I replied that I grew up in the Waikato and have since lived in Auckland, Christchurch, and Wellington; that I’d visited beautiful locations such as Cape Reinga, Mahia, the Tararuas, Abel Tasman National Park, and Castle Basin in the Southern Alps. And as I spoke, I realised that I have seen quite a lot of New Zealand. I’ve only seen the Tararuas and Abel Tasman thanks to my girlfriend, who is as filled with fascination in nature as anyone I’ve met. But I owe the rest — and many others — to my parents, especially my dad. We had so many week-long driving holidays when I was a kid, sleeping in tents and living on Rice Risotto as we took in the many sights of the North Island. My dad was obsessed with taking the back roads instead of the state highways, carsickness be damned, just to see something different. He lived for some years on the edge of bush in the Waitakere Range, west of Auckland, and he still feels its pull. Whatever connection I have to the land, I owe a huge part of it to him.
I spent three hours covered in black-and-white mud and shit at HARD TO BE A GOD. Should’ve walked out after one.
It’s based on a 1964 novel that sounds fascinating and philosophically rich. “The novel follows Anton, an undercover operative from the future planet Earth, in his mission on an alien planet, that is populated by human beings, whose society has not advanced beyond the Middle Ages. The novel’s core idea is that human progress throughout the centuries is often cruel and bloody, and that religion and blind faith can be effective tools of oppression, working to destroy the emerging scientific disciplines and enlightenment.” (Wikipedia) Anton, known in the alien world as Don Rumata, comes to realise that although his advanced understanding of society accords him godlike qualities, he is hamstrung by the low beliefs of those around him. What a quandary: to know how to alleviate people’s suffering, to feel obliged to intervene, but to know any intervention can only at best offer temporary relief. The struggle for knowledge and improvement will rage on, punctuated by faeces and entrails, and you are powerless to do anything but watch.
If only the film had stuck more closely to these lines! Instead, the philosophy is virtually absent as German insists on keeping his camera at the level of the sodden, shit-stained dirt. Scenes unfold incoherently as Don Rumata staggers from one set of filthy, snot-ridden characters to another, none of whom is meaningfully distinct from the others — at least, as far as I could tell. German’s shooting style relies heavily on long, unchoreographed takes and features wavering focus, an insistence on close-up rather than wide angle cinematography, and regular, indistinct intrusions into the foreground of the frame by otherwise unseen characters and objects. At no point are any concessions made to an audience’s expectation for plot or character development; it is all base elements, mud and bodily functions and weapons. For three hours, and in black and white for good measure, lest anything capture our attention or imagination.
The point may be that we, the 21st Century audience, are equally powerless observers to the horrors of history. A good point, if so. And I’ll never feel more like I’ve spent three hours in the unenlightened Middle Ages, nor more appreciative of modern conveniences. But the point is laboured, and every element of the film remains out of most viewers’ grasp. The society Don Rumata inhabits is called Arkanar; fitting, as HARD TO BE A GOD is arcane in the extreme.

Task set ::
• a. In the review, what is the name of the society that Don Rumata inhabits?
• b. Rewrite the stretch of the review from "The point may" through "in the extreme.", changing "Middle Ages" to "Dark Ages".

The data ::

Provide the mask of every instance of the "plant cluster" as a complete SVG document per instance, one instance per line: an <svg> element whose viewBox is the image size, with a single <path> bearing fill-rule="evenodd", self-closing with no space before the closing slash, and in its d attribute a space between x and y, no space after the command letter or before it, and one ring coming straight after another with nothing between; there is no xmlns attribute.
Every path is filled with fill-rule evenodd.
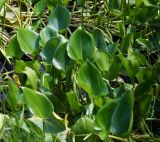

Answers by task ::
• a. Arkanar

• b.
The point may be that we, the 21st Century audience, are equally powerless observers to the horrors of history. A good point, if so. And I’ll never feel more like I’ve spent three hours in the unenlightened Dark Ages, nor more appreciative of modern conveniences. But the point is laboured, and every element of the film remains out of most viewers’ grasp. The society Don Rumata inhabits is called Arkanar; fitting, as HARD TO BE A GOD is arcane in the extreme.